*** Stored rows
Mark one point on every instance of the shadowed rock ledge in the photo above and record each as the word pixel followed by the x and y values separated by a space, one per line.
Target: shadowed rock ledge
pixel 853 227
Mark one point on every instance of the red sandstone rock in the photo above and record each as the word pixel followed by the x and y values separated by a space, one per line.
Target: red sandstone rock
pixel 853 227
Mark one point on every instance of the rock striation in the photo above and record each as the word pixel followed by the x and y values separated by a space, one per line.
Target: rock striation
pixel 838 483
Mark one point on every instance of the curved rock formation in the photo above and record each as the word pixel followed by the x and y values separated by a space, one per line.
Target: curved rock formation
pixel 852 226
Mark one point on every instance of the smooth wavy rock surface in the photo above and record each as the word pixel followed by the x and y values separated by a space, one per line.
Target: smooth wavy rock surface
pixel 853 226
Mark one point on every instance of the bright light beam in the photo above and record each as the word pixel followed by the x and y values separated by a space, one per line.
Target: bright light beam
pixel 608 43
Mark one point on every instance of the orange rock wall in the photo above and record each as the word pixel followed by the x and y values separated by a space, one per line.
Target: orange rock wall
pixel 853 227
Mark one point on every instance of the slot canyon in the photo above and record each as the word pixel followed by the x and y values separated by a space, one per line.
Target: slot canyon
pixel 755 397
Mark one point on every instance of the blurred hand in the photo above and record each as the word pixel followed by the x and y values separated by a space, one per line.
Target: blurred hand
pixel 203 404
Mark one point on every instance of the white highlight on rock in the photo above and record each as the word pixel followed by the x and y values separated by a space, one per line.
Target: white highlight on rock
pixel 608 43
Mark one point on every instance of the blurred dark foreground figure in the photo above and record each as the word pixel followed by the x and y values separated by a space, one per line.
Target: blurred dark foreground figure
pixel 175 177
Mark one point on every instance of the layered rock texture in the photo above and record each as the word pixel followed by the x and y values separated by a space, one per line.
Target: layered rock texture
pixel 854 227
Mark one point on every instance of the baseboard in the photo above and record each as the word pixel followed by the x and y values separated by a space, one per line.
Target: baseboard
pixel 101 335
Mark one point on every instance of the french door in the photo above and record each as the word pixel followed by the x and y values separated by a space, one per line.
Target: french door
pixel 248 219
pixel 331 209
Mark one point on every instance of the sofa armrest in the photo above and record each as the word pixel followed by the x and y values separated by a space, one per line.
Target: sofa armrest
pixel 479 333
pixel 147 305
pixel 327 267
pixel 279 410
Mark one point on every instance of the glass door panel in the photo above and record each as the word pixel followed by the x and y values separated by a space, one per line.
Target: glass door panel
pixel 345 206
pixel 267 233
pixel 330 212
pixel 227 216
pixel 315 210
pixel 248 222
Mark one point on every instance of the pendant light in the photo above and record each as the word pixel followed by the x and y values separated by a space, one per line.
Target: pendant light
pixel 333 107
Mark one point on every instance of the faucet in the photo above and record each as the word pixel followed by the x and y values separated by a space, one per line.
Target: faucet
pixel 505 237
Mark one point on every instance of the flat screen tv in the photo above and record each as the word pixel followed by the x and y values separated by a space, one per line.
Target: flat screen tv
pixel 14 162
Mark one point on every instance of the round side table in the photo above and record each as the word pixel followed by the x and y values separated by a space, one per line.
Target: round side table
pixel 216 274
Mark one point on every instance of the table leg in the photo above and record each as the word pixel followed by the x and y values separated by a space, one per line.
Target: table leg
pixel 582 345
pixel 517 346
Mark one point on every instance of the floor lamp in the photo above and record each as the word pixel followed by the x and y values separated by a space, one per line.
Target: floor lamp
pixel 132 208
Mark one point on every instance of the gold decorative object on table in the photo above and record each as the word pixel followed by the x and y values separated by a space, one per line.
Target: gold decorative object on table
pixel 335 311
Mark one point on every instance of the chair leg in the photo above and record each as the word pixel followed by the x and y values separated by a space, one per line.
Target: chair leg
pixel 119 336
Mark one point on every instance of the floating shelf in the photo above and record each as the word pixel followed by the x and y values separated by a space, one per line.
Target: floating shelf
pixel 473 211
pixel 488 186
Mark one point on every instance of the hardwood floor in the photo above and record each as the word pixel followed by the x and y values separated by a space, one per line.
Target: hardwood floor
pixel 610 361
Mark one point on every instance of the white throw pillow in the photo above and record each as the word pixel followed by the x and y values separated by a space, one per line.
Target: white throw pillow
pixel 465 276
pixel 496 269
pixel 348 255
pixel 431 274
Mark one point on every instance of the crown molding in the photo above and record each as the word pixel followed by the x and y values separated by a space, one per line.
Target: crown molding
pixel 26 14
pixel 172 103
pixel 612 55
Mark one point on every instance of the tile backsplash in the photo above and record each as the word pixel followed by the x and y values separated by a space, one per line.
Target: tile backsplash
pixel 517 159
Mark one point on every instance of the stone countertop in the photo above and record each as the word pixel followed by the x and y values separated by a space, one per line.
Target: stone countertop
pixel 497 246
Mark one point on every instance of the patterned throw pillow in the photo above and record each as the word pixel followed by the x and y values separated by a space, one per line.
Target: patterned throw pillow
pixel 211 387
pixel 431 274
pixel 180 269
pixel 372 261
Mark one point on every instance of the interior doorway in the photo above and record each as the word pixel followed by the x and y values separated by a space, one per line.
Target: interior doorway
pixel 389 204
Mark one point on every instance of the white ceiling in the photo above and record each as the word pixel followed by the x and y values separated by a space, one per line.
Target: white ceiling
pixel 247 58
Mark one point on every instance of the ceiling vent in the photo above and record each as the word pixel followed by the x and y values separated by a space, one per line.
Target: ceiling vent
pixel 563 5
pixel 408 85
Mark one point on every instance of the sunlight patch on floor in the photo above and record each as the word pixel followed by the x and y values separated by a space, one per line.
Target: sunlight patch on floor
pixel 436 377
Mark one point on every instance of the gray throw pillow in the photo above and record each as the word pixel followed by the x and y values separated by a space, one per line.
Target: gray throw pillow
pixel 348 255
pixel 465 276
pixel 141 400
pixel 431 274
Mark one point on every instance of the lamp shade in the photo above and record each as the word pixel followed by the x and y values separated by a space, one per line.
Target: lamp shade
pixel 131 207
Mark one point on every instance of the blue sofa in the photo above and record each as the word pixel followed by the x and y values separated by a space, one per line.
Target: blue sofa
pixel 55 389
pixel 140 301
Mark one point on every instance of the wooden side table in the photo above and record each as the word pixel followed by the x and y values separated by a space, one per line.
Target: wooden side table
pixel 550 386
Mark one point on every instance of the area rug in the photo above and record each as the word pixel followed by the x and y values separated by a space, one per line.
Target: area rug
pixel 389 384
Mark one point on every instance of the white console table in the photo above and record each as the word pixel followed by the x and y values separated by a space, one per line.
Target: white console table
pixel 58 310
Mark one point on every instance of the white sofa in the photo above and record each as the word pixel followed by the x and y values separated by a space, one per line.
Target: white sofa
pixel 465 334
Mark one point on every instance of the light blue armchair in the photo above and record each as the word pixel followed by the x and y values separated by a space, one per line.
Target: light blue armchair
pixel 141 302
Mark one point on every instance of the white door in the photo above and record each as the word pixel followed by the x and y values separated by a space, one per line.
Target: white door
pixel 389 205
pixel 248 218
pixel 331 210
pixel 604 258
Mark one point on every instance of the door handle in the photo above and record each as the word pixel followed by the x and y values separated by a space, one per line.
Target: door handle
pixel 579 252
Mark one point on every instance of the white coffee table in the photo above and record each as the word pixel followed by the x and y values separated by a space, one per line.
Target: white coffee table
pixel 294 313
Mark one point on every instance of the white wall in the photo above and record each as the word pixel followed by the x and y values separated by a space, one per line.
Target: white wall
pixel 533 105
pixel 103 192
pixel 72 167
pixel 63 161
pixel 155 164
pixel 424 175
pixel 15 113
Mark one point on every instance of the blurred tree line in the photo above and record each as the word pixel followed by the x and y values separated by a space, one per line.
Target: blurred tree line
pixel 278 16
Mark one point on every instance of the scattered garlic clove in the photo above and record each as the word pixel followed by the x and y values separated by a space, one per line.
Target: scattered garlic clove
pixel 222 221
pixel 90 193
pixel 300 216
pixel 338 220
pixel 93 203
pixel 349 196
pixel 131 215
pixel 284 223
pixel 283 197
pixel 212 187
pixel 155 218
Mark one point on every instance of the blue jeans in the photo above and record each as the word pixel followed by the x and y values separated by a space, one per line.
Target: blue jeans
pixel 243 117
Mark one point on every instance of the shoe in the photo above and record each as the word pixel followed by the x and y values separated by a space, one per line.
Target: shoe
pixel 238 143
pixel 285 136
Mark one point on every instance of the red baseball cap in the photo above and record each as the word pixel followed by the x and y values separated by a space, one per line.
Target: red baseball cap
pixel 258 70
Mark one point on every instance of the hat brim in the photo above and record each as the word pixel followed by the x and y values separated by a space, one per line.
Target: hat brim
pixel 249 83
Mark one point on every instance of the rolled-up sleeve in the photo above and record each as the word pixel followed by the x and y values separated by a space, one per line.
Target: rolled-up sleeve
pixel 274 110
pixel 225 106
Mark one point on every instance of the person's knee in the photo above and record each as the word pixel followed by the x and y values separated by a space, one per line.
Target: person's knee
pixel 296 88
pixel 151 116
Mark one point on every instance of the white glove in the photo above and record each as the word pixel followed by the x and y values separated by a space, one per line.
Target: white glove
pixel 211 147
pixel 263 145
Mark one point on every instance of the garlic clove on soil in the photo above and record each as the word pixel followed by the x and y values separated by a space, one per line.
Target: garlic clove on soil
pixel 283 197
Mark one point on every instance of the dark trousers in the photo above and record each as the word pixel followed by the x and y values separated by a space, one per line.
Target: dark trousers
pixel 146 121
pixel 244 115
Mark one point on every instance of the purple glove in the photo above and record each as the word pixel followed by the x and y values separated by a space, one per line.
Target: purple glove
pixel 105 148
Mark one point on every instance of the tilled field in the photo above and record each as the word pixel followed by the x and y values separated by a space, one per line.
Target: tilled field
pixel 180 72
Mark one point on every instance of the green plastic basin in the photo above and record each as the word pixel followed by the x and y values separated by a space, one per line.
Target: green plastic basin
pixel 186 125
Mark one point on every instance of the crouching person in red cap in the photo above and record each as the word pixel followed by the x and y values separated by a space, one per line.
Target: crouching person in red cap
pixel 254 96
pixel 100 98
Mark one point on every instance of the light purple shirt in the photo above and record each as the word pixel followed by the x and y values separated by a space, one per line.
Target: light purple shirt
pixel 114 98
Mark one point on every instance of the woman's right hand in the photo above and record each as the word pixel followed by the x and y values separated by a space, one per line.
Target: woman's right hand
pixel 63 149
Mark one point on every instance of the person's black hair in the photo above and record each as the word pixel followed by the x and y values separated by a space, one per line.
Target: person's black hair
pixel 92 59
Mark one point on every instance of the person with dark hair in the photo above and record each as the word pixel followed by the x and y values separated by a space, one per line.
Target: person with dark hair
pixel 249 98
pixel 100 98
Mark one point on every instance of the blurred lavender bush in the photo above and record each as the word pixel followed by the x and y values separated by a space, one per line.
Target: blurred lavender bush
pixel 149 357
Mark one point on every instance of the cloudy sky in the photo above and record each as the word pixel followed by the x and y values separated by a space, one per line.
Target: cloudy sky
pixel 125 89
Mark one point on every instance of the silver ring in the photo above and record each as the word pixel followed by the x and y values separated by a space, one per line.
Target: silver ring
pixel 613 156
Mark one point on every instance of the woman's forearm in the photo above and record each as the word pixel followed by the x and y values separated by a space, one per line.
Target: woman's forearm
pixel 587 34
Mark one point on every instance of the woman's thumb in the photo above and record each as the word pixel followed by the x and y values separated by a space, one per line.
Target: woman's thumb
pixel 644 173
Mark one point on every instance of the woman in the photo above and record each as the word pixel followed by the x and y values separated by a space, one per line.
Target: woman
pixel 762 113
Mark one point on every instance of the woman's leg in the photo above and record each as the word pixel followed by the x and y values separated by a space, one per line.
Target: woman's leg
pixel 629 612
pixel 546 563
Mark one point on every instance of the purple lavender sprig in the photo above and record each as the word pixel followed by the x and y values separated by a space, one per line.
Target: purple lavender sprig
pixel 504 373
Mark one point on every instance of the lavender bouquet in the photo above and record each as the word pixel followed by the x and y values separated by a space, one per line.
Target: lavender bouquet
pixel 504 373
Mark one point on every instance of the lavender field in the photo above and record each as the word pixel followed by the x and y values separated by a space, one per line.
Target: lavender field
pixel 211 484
******
Problem: Copy the listing word for word, from the line containing "Mark one point on every instance of the shoe" through the line containing "pixel 225 106", including both of those lines.

Exercise output:
Mark one point on every instance of the shoe in the photo above and record each as the word pixel followed by the x and y values separated by a space, one per line.
Target: shoe
pixel 238 143
pixel 285 136
Mark one point on every instance of the red baseball cap in the photo above and record each as the word pixel followed by the x and y values separated by a space, one per line.
Target: red baseball cap
pixel 258 70
Mark one point on every instance of the hat brim in the photo above and record each as the word pixel followed by the x and y values separated by a space, one per line.
Target: hat brim
pixel 249 83
Mark one point on every instance of the rolled-up sleeve in the photo above and record each as the word pixel followed by the x and y values separated by a space, one per line.
Target: rolled-up sleeve
pixel 274 110
pixel 225 106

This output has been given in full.